**TEXT BLOCK**
══════════

What he's talking about is sensless it took Johnson and Garrett for ever to get the quirks out from those EB introductions.. English Bulldog has pug dna .. its from King George II and III who had a tradtional fighting pug of the day.. and a fighting bulldog .. soon these mixes came out and were purified under propaganda.. and if you know propaganda its not like any information is gonna jump out and say WHOOOO HERE I AM!! .. your gonna have to dig. The power of Google.. and it does matter what and how you google 

Whopper, Alapaha, American Bulldog, Chimera Sentry, Dogo, Presa, Cane Corso, Boerboel, Tosa, etc etc.. ... all these are bandogs once bulldogs go over 100+lbs they really are bandogs and a type of working mastiff. If it can be done it has.. your spot on advising for him to look into some thats been done already.


----------



## davidandluna (Oct 18, 2012)

Thanks for the advice, the Rottie did seem like the best choice, I found a breeder pretty close to me a while ago that has some pretty good stuff to offer, lots of shiw/conformation titles in their studs and females as well as herding and other working type titles, I'm not an expert or even close by any means so I did a lot of research to make sure everything was as good as it sounded. Just think that's the best way to go for many of the reasons you stated. I guess it was the love for bulldogs in me that was considering the alapaha, but like you said they aren't the dogs that they once were even most of the breeders that I've looked into claim that they are. And im by no means a dog trainer, I have an uncle who trained GSD's and malinois' for policework and they are awesome dogs, but I am by no means equipped to deal with a true high drive GSD or the Mali. So Rottie will probably be the way to go for the reasons you've stated with their natural protective instincts... And they seem a hell of a lot easier to handle. Thanks for all the advice... Soaked up a lot of info since first joining this site. Living in California I feel like I might not be able to rely on that 870 in the bedroom too much longer lol.


----------



## Just Tap Pits (Mar 4, 2013)

For man stopper a Doberman is the best bet. If I'm not mistaken they were bred solely for protection.


----------



## SteelRidgeKennels (Sep 6, 2010)

Just tap, I find them lacking in those areas. While the one I had would patrol the area, she lacked A LOT in the intelligence department.


----------



## redog (Oct 14, 2005)

SteelRidgeKennels said:


> Just tap, I find them lacking in those areas. While the one I had would patrol the area, she lacked A LOT in the intelligence department.


That 1 thing always seems to be missing to have the total package for protection. Fate brought me a bandog. That mofo works out well, brains for days and I'm very confident the job gets done. If I were serious about needing to be protected, I would do tons of research on dogs, not breeds. Chimera has a good recipe for sentry dogs.


----------



## SteelRidgeKennels (Sep 6, 2010)

══════════

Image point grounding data
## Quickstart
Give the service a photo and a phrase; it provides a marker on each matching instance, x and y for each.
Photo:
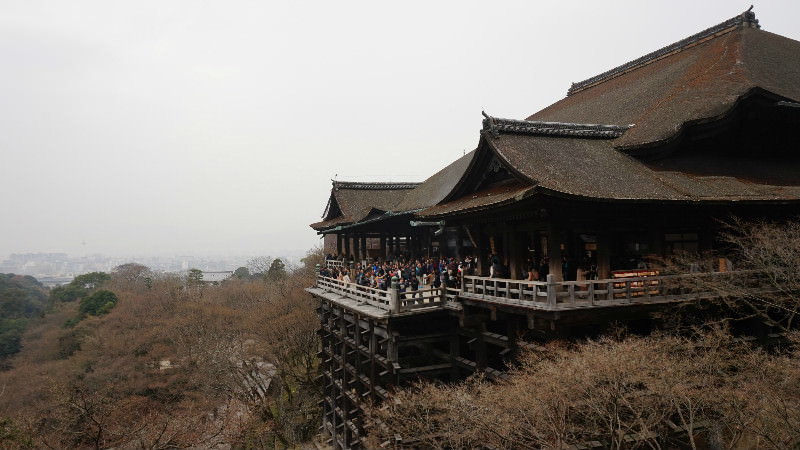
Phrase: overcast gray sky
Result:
(214, 128)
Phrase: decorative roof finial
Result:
(488, 124)
(745, 19)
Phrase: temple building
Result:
(632, 165)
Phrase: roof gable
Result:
(698, 78)
(352, 202)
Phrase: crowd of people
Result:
(412, 274)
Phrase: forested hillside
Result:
(140, 360)
(21, 298)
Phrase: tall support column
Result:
(515, 258)
(364, 251)
(604, 255)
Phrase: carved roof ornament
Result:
(372, 186)
(745, 19)
(495, 126)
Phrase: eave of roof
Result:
(747, 18)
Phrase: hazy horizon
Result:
(209, 128)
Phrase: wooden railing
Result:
(335, 264)
(553, 295)
(391, 300)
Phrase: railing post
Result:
(551, 290)
(394, 296)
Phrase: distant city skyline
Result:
(207, 128)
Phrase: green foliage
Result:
(99, 303)
(277, 270)
(195, 277)
(11, 331)
(91, 280)
(11, 436)
(21, 298)
(243, 273)
(78, 288)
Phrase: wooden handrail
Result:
(545, 295)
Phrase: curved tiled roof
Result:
(595, 169)
(354, 201)
(689, 83)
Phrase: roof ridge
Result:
(495, 126)
(368, 185)
(747, 18)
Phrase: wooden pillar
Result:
(604, 255)
(357, 247)
(364, 251)
(555, 238)
(515, 259)
(481, 255)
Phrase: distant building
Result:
(633, 164)
(216, 277)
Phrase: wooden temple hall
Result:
(630, 166)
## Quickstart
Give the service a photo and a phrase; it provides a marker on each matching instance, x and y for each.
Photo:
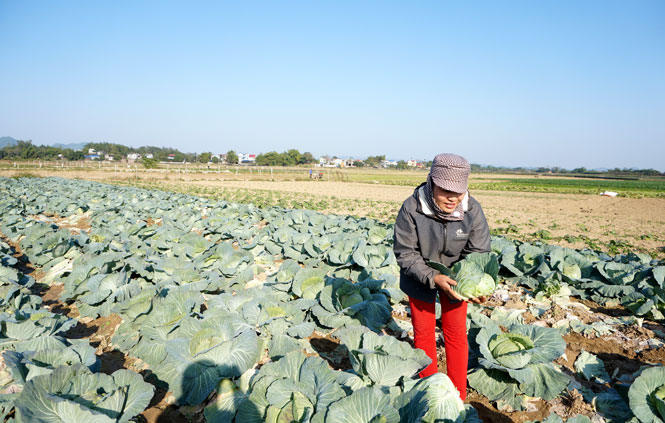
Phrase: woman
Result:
(440, 222)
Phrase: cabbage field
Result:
(123, 304)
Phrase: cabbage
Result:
(476, 275)
(647, 395)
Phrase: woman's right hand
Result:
(445, 284)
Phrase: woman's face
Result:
(447, 200)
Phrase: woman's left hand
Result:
(478, 300)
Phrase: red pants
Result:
(453, 319)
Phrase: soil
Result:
(636, 223)
(624, 350)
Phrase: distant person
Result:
(440, 222)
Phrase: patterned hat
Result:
(450, 172)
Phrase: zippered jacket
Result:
(420, 236)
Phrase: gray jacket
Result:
(420, 236)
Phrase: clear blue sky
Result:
(514, 83)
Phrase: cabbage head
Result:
(647, 395)
(476, 275)
(511, 350)
(432, 399)
(517, 364)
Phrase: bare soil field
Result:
(571, 220)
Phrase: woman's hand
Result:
(445, 284)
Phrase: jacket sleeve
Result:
(479, 240)
(407, 250)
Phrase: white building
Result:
(246, 158)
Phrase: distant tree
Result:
(231, 157)
(74, 154)
(307, 158)
(375, 161)
(271, 158)
(291, 157)
(205, 157)
(150, 163)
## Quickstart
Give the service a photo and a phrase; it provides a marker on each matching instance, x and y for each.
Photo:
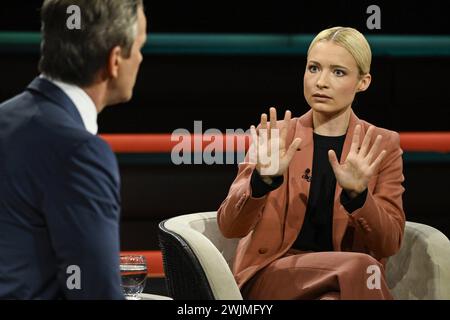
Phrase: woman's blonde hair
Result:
(350, 39)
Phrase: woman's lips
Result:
(321, 97)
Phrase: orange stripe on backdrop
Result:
(164, 143)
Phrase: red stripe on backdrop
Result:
(164, 143)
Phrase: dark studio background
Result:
(230, 91)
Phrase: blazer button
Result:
(262, 250)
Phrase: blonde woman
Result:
(320, 219)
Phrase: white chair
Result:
(197, 261)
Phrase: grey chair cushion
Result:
(420, 270)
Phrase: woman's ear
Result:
(114, 61)
(364, 82)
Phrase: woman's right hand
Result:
(268, 148)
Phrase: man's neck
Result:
(97, 93)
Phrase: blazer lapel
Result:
(55, 94)
(298, 186)
(340, 218)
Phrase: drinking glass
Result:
(133, 270)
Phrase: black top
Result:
(316, 232)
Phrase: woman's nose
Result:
(321, 81)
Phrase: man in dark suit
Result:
(59, 182)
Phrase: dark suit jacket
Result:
(59, 201)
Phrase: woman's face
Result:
(332, 78)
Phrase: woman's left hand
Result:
(354, 174)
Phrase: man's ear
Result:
(364, 82)
(114, 61)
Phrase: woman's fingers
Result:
(374, 150)
(355, 140)
(292, 149)
(366, 142)
(286, 124)
(263, 122)
(333, 161)
(374, 166)
(253, 152)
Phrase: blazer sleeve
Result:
(82, 211)
(382, 212)
(240, 211)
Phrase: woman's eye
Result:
(339, 73)
(313, 69)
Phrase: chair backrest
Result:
(196, 255)
(197, 258)
(421, 269)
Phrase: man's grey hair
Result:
(76, 55)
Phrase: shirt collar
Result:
(82, 102)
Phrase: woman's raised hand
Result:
(360, 165)
(268, 148)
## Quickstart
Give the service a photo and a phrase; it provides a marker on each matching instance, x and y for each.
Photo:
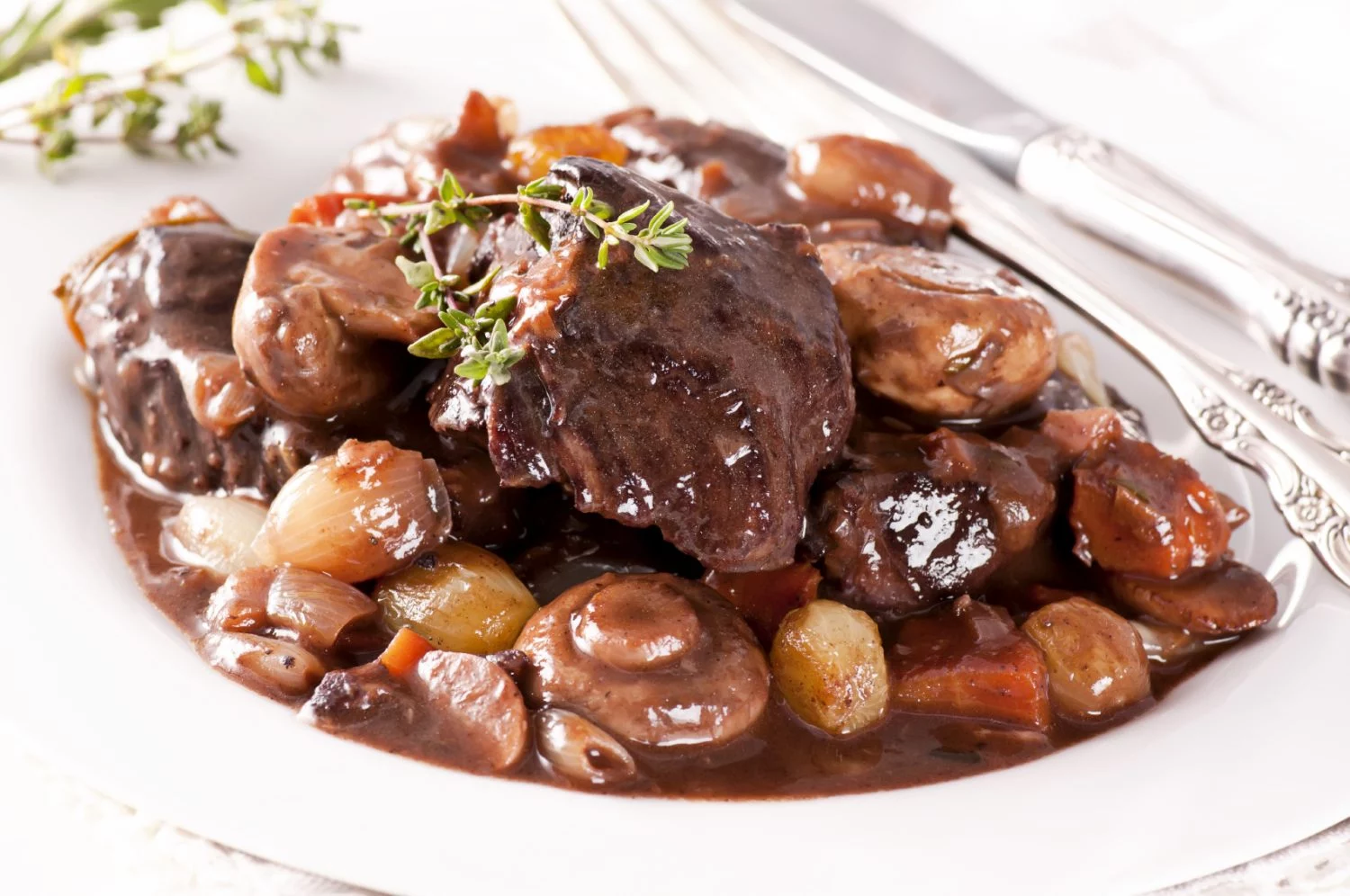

══════════

**WHAT THIS TASK INVOLVES**
Quote the forum thread on protection dogs from "Whopper, Alapaha, American" to "(Oct 18, 2012)". The rows have no part in this.

**EXPECTED ANSWER**
Whopper, Alapaha, American Bulldog, Chimera Sentry, Dogo, Presa, Cane Corso, Boerboel, Tosa, etc etc.. ... all these are bandogs once bulldogs go over 100+lbs they really are bandogs and a type of working mastiff. If it can be done it has.. your spot on advising for him to look into some thats been done already.


----------



## davidandluna (Oct 18, 2012)